[Stored data]

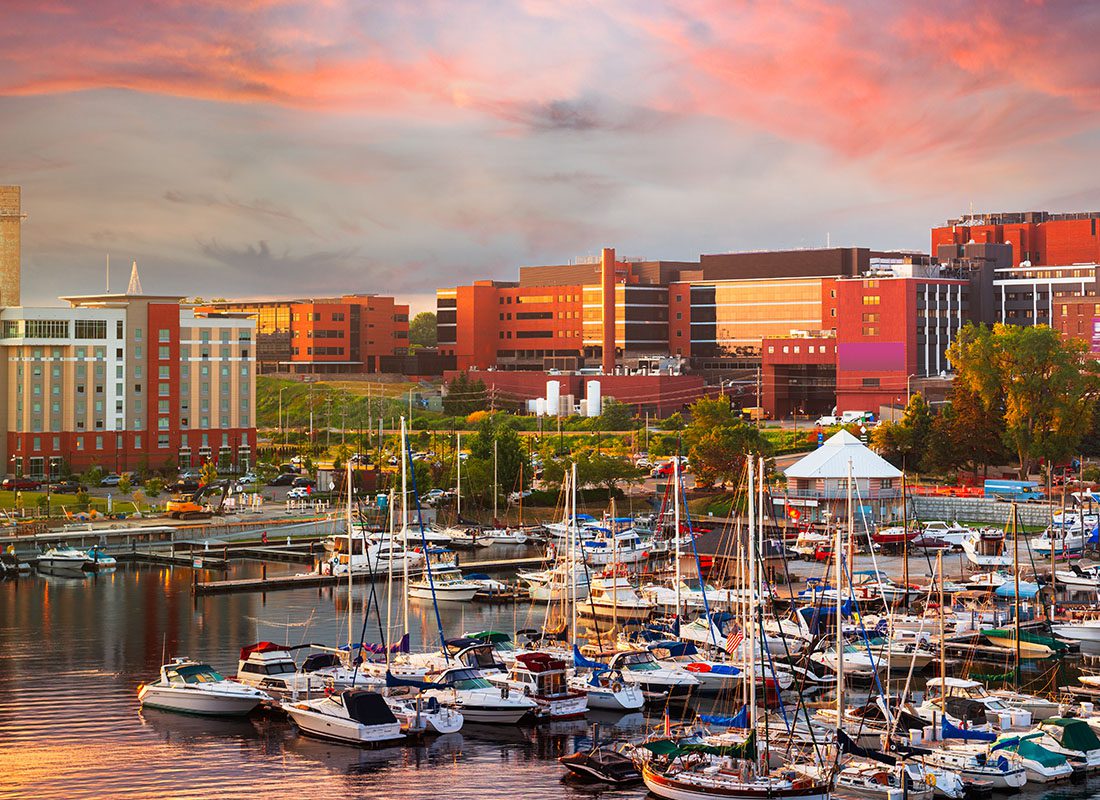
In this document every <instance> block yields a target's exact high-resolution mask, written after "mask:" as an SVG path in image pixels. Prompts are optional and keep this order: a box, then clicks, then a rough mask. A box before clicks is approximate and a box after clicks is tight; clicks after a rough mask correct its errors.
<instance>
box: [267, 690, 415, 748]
mask: <svg viewBox="0 0 1100 800" xmlns="http://www.w3.org/2000/svg"><path fill="white" fill-rule="evenodd" d="M282 705H283V709H284V710H285V711H286V713H287V714H288V715H289V716H290V719H292V720H294V723H295V724H296V725H297V726H298V728H299V730H300V731H301V732H303V733H304V734H306V735H308V736H317V737H319V738H327V739H333V741H335V742H344V743H348V744H355V745H360V746H370V745H382V744H387V743H390V742H396V741H399V739H403V738H405V734H403V733H401V723H400V722H399V721H398V720H397V717H396V716H394V712H393V711H390V709H389V705H388V704H387V703H386V699H385V698H384V697H382V695H381V694H378V693H377V692H375V691H371V690H370V689H344V690H343V691H341V692H335V693H332V694H328V695H322V697H319V698H313V699H310V700H285V701H283V703H282Z"/></svg>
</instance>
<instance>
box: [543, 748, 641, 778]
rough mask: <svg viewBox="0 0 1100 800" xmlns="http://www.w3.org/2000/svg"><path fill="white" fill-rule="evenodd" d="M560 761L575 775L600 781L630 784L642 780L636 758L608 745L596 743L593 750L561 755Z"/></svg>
mask: <svg viewBox="0 0 1100 800" xmlns="http://www.w3.org/2000/svg"><path fill="white" fill-rule="evenodd" d="M558 763H559V764H561V765H562V766H563V767H565V769H568V770H569V771H570V772H572V774H573V775H575V776H577V777H580V778H583V779H585V780H592V781H596V782H599V783H610V785H612V786H630V785H631V783H637V782H639V781H640V780H641V772H639V771H638V768H637V767H636V766H635V765H634V759H631V758H630V757H628V756H625V755H623V754H621V753H619V752H618V750H615V749H610V748H608V747H606V746H601V745H596V746H595V747H593V748H592V749H591V750H577V752H576V753H571V754H570V755H568V756H560V757H559V758H558Z"/></svg>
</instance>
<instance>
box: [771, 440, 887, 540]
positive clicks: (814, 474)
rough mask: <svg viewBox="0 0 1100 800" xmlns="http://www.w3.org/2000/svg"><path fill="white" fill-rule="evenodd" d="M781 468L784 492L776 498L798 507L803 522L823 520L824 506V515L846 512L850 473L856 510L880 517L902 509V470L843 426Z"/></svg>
mask: <svg viewBox="0 0 1100 800" xmlns="http://www.w3.org/2000/svg"><path fill="white" fill-rule="evenodd" d="M849 471H850V472H849ZM784 474H785V475H787V496H785V497H784V498H783V500H780V498H779V497H777V498H775V503H777V504H779V503H781V502H782V503H787V504H788V505H790V506H793V507H798V508H800V509H801V511H802V513H803V519H805V520H806V522H826V519H827V518H826V517H825V516H824V513H825V512H826V511H827V512H829V518H833V519H838V518H847V516H848V514H847V508H846V506H847V498H848V475H849V474H850V475H851V478H853V498H854V504H855V506H856V509H857V512H856V513H857V514H858V515H860V516H864V517H866V518H868V519H870V520H875V522H881V520H884V519H891V518H893V517H894V516H897V515H898V514H899V513H900V511H901V470H899V469H898V468H897V467H894V465H893V464H891V463H890V462H889V461H887V460H886V459H884V458H882V457H881V456H879V454H878V453H877V452H875V451H873V450H871V449H870V448H869V447H867V446H866V445H864V443H862V442H861V441H860V440H859V439H857V438H856V437H855V436H853V435H851V434H849V432H848V431H847V430H840V431H839V432H837V434H835V435H834V436H832V437H829V439H828V440H826V441H825V442H824V443H823V445H822V446H821V447H820V448H817V449H816V450H814V451H813V452H812V453H810V454H809V456H806V457H804V458H803V459H801V460H799V461H798V462H795V463H793V464H791V465H790V467H788V468H787V470H784ZM858 518H859V517H858V516H857V519H858Z"/></svg>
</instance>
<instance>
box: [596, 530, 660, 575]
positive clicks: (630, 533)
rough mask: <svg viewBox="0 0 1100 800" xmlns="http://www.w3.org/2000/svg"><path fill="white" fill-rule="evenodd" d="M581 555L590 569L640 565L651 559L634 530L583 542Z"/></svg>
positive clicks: (601, 536) (645, 548)
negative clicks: (609, 565) (614, 565)
mask: <svg viewBox="0 0 1100 800" xmlns="http://www.w3.org/2000/svg"><path fill="white" fill-rule="evenodd" d="M581 555H582V557H583V559H584V562H585V563H587V565H588V566H590V567H606V566H609V565H613V563H639V562H641V561H645V560H646V559H647V558H648V557H649V554H648V552H647V548H646V545H645V544H643V543H642V540H641V537H640V536H638V534H636V533H635V531H634V530H624V531H623V533H618V534H610V535H604V536H601V537H598V538H594V539H588V540H586V541H582V543H581Z"/></svg>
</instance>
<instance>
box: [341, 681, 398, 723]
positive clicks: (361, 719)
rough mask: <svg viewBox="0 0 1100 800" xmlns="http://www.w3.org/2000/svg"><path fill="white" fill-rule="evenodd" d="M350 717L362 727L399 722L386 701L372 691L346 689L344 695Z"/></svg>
mask: <svg viewBox="0 0 1100 800" xmlns="http://www.w3.org/2000/svg"><path fill="white" fill-rule="evenodd" d="M342 697H343V703H344V708H345V709H348V716H350V717H351V719H352V720H354V721H355V722H357V723H359V724H361V725H392V724H394V723H396V722H397V717H396V716H394V712H393V711H390V710H389V706H388V705H387V704H386V699H385V698H384V697H382V695H381V694H378V693H377V692H373V691H371V690H370V689H345V690H344V692H343V694H342Z"/></svg>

▶ Work order
Look above for the line containing "positive clicks: (361, 719)"; copy from it through the last line, exactly, and nothing more.

▶ Solved problem
positive clicks: (361, 719)
rough mask: <svg viewBox="0 0 1100 800" xmlns="http://www.w3.org/2000/svg"><path fill="white" fill-rule="evenodd" d="M350 717L362 727L399 722L386 701L372 691L346 689L344 695Z"/></svg>
mask: <svg viewBox="0 0 1100 800" xmlns="http://www.w3.org/2000/svg"><path fill="white" fill-rule="evenodd" d="M342 697H343V703H344V708H345V709H348V716H350V717H351V719H352V720H354V721H355V722H357V723H359V724H361V725H392V724H394V723H396V722H397V717H396V716H394V712H393V711H390V710H389V706H388V705H387V704H386V699H385V698H384V697H382V695H381V694H378V693H377V692H373V691H371V690H370V689H345V690H344V692H343V694H342Z"/></svg>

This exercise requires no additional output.